To do ▸ Please rewrite the lines starting with the one containing "Target: bright light spot" and going on through the end of the lines, swapping "instance" for "occurrence" and leaving everything else unchanged.

Task data ▸
┌──

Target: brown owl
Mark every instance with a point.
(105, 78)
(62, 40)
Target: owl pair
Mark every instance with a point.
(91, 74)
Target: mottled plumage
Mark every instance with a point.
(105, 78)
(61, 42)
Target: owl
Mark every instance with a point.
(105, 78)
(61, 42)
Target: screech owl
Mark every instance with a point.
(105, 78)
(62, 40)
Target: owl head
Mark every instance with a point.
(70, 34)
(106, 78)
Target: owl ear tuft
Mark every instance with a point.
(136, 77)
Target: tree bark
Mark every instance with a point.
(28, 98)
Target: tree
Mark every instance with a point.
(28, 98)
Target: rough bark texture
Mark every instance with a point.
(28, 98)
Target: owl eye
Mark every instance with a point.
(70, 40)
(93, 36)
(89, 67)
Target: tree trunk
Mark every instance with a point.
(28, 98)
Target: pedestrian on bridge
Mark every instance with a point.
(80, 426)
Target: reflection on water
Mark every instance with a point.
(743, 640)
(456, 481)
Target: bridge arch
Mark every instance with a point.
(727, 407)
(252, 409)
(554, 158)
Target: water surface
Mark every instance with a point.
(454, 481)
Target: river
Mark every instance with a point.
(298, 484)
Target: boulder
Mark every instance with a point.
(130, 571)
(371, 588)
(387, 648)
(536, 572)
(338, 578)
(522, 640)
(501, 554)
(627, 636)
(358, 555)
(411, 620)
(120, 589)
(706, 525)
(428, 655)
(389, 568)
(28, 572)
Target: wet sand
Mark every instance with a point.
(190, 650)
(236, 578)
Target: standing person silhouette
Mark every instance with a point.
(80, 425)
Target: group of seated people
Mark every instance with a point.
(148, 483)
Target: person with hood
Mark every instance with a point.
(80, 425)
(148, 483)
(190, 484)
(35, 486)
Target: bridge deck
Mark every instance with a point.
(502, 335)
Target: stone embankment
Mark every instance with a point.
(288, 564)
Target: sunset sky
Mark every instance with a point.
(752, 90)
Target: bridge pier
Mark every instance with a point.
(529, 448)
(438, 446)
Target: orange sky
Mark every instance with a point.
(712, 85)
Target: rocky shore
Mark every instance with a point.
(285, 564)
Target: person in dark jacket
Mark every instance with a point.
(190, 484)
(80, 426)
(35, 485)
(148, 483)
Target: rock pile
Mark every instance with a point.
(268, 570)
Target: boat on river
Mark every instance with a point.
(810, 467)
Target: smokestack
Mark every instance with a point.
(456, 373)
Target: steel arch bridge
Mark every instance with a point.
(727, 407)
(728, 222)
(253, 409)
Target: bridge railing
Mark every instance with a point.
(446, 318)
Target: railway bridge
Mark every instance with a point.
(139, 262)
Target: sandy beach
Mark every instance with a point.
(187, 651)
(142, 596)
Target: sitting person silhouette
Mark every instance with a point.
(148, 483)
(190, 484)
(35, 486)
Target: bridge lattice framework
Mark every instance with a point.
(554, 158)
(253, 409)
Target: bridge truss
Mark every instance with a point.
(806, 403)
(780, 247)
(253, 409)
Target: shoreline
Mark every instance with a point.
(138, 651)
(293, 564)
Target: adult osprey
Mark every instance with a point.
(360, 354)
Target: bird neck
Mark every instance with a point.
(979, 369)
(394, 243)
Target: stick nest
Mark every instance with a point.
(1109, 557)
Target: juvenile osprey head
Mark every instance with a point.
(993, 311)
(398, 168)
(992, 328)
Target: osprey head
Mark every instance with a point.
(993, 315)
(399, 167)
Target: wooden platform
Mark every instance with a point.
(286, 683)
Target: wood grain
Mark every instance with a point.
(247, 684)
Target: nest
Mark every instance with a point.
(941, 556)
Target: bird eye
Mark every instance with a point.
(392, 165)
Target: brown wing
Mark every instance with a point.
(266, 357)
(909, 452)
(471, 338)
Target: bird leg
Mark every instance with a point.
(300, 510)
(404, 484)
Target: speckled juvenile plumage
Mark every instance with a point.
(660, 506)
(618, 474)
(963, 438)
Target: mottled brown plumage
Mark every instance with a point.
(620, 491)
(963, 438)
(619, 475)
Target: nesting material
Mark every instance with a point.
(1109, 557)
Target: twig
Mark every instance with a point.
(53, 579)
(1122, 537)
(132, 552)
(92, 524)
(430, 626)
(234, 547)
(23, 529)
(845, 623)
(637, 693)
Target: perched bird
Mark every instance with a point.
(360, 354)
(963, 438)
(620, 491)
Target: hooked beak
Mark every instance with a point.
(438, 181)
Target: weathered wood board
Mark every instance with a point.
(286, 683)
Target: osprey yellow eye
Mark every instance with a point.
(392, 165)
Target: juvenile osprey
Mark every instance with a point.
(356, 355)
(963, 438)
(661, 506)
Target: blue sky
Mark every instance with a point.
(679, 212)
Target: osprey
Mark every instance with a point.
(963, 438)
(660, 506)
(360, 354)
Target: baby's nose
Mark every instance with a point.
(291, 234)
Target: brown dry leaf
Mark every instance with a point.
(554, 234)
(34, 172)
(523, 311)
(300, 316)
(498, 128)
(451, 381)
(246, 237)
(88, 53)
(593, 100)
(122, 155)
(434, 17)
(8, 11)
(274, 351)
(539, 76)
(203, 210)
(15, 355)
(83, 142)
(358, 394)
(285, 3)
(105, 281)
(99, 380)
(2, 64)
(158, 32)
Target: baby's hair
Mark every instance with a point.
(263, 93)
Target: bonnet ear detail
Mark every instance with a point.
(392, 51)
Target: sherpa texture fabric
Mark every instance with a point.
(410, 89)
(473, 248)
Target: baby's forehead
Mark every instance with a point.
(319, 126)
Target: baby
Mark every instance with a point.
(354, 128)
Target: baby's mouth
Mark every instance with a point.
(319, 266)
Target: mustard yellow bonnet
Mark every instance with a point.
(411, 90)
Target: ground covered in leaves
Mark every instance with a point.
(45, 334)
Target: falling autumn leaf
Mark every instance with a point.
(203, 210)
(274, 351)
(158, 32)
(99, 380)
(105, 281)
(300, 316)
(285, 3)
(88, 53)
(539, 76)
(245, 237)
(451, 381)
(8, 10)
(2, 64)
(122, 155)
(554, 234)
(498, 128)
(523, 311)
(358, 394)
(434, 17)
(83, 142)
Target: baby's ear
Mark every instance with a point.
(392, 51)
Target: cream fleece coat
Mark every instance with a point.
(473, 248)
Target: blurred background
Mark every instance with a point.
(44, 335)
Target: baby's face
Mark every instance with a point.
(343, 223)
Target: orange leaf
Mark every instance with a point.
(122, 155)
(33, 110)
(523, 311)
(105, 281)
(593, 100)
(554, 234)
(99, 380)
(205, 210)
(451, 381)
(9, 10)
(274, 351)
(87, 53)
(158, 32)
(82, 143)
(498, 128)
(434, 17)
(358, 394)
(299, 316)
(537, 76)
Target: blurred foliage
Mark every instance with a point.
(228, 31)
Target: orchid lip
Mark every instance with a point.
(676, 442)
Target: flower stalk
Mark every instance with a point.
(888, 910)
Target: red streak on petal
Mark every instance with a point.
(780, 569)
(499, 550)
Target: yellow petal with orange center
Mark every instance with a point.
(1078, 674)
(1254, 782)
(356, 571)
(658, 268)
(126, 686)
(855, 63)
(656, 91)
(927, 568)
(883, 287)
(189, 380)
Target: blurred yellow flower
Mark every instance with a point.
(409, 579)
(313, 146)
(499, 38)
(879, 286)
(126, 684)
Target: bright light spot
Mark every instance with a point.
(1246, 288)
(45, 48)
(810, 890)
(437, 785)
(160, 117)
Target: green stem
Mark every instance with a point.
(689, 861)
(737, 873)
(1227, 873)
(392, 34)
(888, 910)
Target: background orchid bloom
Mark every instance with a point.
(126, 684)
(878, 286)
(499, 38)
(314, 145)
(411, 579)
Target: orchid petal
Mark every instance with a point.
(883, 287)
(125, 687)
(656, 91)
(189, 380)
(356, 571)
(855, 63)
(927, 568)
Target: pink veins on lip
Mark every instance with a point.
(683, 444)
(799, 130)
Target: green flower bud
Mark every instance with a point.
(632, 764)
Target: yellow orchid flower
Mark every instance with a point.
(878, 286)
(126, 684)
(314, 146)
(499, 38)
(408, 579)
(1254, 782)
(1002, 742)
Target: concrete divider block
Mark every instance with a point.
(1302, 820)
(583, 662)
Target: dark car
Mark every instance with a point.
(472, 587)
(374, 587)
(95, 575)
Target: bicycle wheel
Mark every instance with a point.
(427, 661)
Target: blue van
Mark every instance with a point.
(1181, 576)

└──

Result below ▸
Target: bright light spot
Mark every occurrence with a point.
(1246, 288)
(45, 48)
(810, 890)
(437, 785)
(160, 117)
Target: green stem
Mark every occurrence with a point.
(689, 861)
(737, 873)
(1227, 873)
(392, 34)
(888, 910)
Target: background orchid bloom
Mark every occurrence with a point.
(126, 684)
(878, 286)
(499, 38)
(314, 145)
(411, 579)
Target: orchid petal
Mark every occurrence with a point.
(883, 287)
(125, 687)
(656, 91)
(189, 380)
(356, 571)
(855, 63)
(927, 568)
Target: pink veins on lip
Mark every occurrence with a point.
(683, 444)
(799, 130)
Target: green flower bud
Mark every occurrence with a point.
(632, 764)
Target: yellow orchid flower
Mark every occurrence with a point.
(878, 286)
(126, 684)
(314, 146)
(499, 38)
(408, 579)
(1254, 782)
(1002, 742)
Target: concrete divider block
Mark every occurrence with a point.
(1302, 820)
(583, 662)
Target: dark car
Mark every occurrence with a point.
(472, 587)
(374, 587)
(95, 575)
Target: bicycle wheel
Mark every occurrence with a point.
(427, 661)
Target: blue van
Mark every occurrence with a point.
(1181, 576)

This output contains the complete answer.